• PROVIDED RECORDS:

## begin

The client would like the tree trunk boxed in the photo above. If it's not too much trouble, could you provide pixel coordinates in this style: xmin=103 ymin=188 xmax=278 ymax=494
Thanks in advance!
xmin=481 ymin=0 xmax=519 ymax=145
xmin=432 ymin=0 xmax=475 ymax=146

## end
## begin

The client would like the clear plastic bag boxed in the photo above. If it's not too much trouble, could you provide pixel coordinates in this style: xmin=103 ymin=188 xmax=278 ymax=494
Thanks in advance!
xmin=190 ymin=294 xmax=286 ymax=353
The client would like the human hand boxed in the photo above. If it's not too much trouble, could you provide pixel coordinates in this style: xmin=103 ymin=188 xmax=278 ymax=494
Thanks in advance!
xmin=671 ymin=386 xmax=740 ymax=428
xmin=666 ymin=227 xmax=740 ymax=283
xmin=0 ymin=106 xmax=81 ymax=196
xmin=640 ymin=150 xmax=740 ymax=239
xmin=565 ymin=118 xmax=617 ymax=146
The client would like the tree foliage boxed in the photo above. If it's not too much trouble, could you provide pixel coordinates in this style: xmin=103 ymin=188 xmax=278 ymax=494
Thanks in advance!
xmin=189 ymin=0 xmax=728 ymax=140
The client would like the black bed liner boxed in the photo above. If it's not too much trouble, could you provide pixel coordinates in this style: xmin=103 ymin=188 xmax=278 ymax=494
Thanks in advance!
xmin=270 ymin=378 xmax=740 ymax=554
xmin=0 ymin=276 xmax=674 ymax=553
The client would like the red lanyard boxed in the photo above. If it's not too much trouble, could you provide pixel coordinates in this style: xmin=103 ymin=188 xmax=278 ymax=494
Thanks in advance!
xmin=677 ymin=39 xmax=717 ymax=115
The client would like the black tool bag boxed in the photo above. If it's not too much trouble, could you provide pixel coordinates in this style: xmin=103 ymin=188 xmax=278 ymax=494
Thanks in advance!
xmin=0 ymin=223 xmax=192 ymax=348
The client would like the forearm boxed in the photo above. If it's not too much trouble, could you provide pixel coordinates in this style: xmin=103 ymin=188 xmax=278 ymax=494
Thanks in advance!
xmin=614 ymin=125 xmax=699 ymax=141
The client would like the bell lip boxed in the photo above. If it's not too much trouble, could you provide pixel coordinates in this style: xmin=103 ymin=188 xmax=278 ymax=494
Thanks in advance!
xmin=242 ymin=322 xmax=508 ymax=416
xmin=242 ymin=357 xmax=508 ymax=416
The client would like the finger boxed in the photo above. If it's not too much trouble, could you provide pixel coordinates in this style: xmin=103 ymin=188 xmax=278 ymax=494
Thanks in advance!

## end

• GOAL:
Resize the lines between the one holding "The client would like the human" and the one holding "xmin=0 ymin=106 xmax=81 ymax=196", inclusive, by writing out every line again, requests included, with each box coordinate in the answers multiplied by 1.85 and rounded to a whole number, halves up. Leave the numbers in the requests and their sample format as they are.

• TASK ANSWER:
The client would like the human hand boxed in the photo above. If it's not too much trouble, could you provide pixel coordinates in this style: xmin=103 ymin=188 xmax=278 ymax=494
Thanks in advance!
xmin=1241 ymin=714 xmax=1369 ymax=792
xmin=1232 ymin=420 xmax=1369 ymax=524
xmin=0 ymin=196 xmax=150 ymax=363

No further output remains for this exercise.